Please report each line in the listing below that contains the word "sheep", copying every such line in full.

DATA IN THIS EXERCISE

□ □ □ □ □

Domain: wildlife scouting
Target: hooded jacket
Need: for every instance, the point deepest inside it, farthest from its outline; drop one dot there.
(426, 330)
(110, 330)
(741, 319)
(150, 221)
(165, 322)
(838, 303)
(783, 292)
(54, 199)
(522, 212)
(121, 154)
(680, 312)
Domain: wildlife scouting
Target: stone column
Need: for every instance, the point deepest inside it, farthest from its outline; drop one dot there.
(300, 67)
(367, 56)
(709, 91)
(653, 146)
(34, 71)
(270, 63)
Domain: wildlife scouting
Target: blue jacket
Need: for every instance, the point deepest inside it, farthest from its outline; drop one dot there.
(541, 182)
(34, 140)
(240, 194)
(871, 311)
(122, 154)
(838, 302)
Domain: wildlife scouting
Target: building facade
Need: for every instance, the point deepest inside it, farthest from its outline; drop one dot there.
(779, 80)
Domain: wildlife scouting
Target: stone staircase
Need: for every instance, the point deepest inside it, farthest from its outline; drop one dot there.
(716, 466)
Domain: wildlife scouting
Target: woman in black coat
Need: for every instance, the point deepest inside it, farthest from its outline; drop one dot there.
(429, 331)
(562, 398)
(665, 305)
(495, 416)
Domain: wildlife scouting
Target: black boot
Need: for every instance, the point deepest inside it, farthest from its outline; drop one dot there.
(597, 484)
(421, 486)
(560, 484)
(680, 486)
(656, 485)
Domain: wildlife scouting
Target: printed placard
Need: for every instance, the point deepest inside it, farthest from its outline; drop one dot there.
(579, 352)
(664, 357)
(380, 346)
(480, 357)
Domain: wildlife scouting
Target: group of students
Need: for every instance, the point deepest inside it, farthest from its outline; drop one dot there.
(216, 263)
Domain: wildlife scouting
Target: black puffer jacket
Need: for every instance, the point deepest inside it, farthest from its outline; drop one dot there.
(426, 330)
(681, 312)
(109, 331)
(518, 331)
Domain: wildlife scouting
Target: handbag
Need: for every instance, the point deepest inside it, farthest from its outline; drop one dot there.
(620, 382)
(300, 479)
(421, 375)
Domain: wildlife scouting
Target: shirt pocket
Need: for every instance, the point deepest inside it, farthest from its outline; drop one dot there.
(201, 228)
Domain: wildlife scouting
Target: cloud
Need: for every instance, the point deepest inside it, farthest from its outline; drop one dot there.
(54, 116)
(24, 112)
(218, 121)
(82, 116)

□ □ □ □ □

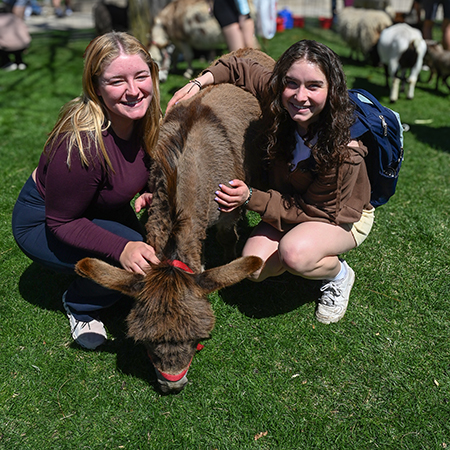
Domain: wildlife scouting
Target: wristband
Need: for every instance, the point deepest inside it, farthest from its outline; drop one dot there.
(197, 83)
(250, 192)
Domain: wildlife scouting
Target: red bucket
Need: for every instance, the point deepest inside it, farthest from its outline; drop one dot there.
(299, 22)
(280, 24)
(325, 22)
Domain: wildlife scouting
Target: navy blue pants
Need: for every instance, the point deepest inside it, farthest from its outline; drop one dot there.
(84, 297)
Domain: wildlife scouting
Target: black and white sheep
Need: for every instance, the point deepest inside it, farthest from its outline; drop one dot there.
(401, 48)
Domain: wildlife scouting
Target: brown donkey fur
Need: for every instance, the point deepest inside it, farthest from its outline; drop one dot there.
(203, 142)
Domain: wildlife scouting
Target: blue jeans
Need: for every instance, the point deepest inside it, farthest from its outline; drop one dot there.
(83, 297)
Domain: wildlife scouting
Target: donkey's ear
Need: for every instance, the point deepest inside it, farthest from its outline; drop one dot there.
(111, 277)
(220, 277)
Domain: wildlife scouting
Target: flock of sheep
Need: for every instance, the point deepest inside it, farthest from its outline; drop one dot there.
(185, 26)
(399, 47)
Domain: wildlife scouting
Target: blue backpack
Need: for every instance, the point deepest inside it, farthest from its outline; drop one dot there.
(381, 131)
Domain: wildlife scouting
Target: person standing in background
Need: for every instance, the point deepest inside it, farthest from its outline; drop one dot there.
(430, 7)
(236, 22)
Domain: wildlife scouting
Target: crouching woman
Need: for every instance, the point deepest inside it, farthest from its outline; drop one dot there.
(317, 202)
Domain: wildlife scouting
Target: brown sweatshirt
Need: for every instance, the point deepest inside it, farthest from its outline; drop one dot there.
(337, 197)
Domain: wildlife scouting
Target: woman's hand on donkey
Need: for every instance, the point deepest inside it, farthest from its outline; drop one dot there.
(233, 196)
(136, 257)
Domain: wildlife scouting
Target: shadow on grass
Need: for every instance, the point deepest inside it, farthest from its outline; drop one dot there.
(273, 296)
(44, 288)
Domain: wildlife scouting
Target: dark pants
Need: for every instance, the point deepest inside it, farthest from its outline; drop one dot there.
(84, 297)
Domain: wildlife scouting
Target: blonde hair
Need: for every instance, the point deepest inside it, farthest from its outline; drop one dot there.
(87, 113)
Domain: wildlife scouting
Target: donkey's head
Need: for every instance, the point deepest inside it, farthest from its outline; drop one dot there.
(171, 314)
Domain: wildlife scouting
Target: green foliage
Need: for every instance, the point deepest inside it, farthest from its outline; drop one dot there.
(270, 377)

□ □ □ □ □

THE RESULT
Target: black and white sheep
Target: flock of sheep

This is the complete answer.